Source text |
================
Our weekly explainer on economics using lessons from popular culture. In Installment 48, the characters of a hit show fall for a common cognitive bias.
At first glance, How I Met Your Mother might seem like an ensemble sit-com, but look closer and it is a show about how a father magically convinces his teenage kids to sit on a couch for 208 episodes and patiently listen to him, thus setting unrealistic expectations for parents of teenagers around the world.
https://www.youtube.com/watch?v=wbmW_Z1oPJw
Teenage idealism aside, How I Met Your Mother does offer us an insightful economic lesson.
In an episode titled ‘Spoiler Alert’, one quirk of each of the five protagonists is brought to light and announced to all the other four. For instance, Robin points out that Ted has a tendency to constantly correct people during conversations. As soon as she announces this to all the other protagonists, they start noticing this habit in their interactions with Ted.
================
[Excerpts from a dataset]
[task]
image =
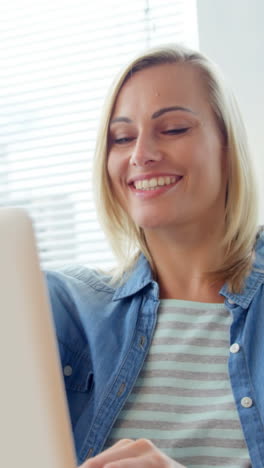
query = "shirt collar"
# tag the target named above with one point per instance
(136, 280)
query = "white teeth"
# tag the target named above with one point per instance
(150, 184)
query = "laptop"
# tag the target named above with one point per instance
(34, 420)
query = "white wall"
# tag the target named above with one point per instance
(231, 32)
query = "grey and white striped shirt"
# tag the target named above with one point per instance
(182, 400)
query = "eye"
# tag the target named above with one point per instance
(122, 140)
(175, 131)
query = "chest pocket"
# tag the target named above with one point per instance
(76, 369)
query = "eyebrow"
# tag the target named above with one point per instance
(156, 114)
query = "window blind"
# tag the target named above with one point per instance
(57, 61)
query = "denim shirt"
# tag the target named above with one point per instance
(104, 334)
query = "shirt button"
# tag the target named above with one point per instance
(234, 348)
(231, 301)
(246, 402)
(67, 370)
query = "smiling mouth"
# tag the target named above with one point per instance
(155, 182)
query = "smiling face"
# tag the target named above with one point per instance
(165, 161)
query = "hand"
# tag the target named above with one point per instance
(127, 453)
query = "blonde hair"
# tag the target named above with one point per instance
(126, 239)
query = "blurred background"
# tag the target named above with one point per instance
(57, 61)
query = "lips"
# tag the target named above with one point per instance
(154, 182)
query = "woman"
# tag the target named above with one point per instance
(163, 358)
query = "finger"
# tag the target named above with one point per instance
(117, 452)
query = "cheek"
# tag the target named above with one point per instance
(115, 171)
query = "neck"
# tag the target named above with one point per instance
(182, 257)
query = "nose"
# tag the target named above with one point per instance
(145, 152)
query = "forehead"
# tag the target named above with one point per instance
(162, 85)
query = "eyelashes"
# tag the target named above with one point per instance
(127, 139)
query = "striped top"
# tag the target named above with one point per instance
(182, 399)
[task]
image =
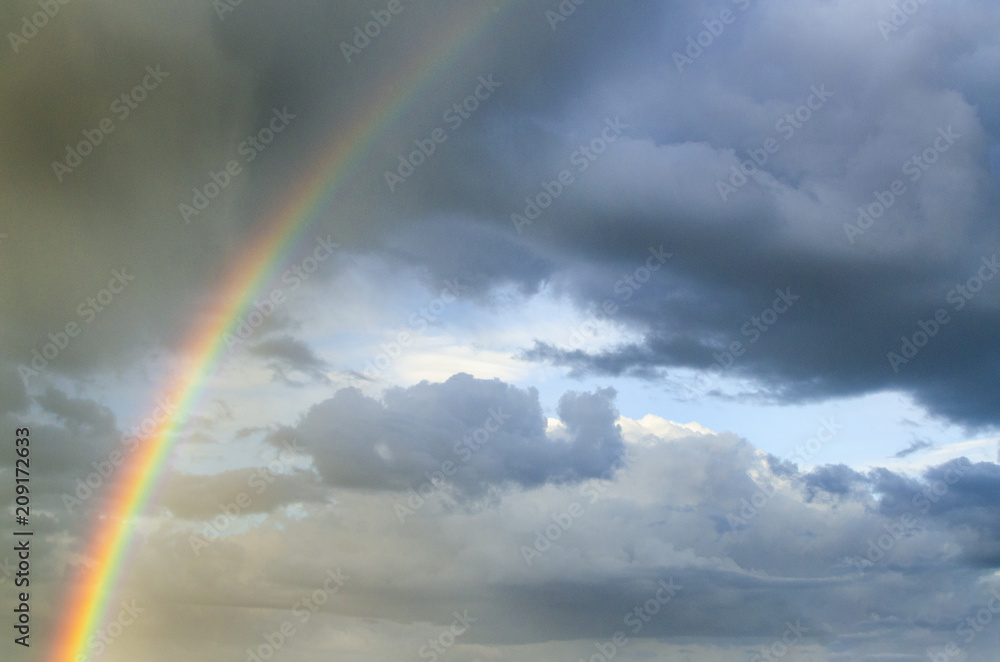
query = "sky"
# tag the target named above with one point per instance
(605, 330)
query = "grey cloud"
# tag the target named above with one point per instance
(490, 433)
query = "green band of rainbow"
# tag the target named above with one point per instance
(280, 232)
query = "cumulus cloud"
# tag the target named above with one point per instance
(477, 435)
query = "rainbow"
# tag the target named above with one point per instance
(280, 232)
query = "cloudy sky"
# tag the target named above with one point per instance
(634, 330)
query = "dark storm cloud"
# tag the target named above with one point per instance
(286, 353)
(796, 558)
(477, 435)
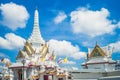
================
Assigned task 1 | In the How I Met Your Mother explainer, rewrite everything from "Our weekly explainer" down to "insightful economic lesson.", changing "father" to "dad".
Assigned task 2 | According to the How I Met Your Mother explainer, what habit of Ted's does Robin point out in the episode 'Spoiler Alert'?
Assigned task 3 | Continue the How I Met Your Mother explainer from its last sentence.

Expected answer 1 |
Our weekly explainer on economics using lessons from popular culture. In Installment 48, the characters of a hit show fall for a common cognitive bias.
At first glance, How I Met Your Mother might seem like an ensemble sit-com, but look closer and it is a show about how a dad magically convinces his teenage kids to sit on a couch for 208 episodes and patiently listen to him, thus setting unrealistic expectations for parents of teenagers around the world.
https://www.youtube.com/watch?v=wbmW_Z1oPJw
Teenage idealism aside, How I Met Your Mother does offer us an insightful economic lesson.

Expected answer 2 | He has a tendency to constantly correct people during conversations.

Expected answer 3 |
The strange part was that for all the years spent together in the show’s universe, they had never noticed it, but now that Robin had told them about it, they started to seek examples of it in the rest of the episode. The show’s writers acknowledge this anomaly in the plot when Robin admits, “I never noticed this before, but now it is literally driving me crazy”. The protagonists I believe have fallen for what behavioural economists call the Confirmation Bias.
Confirmation Bias or My-Side Bias is a tendency to selectively look at evidence that supports one’s known claims or beliefs and ignores evidence to the contrary. The protagonists ignore all the times Ted does not correct someone and look for instances where he does, just to support their hypothesis. The concept was first spoken of in 1844 by German philosopher Arthur Schopenhauer in The World as Will and Representation where he observed: “An adopted hypothesis gives us lynx-eyes for everything that confirms it and makes us blind to everything that contradicts it.”
This phenomenon also explains the old adage: first impressions are last impressions. When we form an initial impression, our brain starts looking for and collecting evidence that supports that the impression. If contradictory evidence is observed, our brain tends to ignore it or bend it to conform to our original beliefs.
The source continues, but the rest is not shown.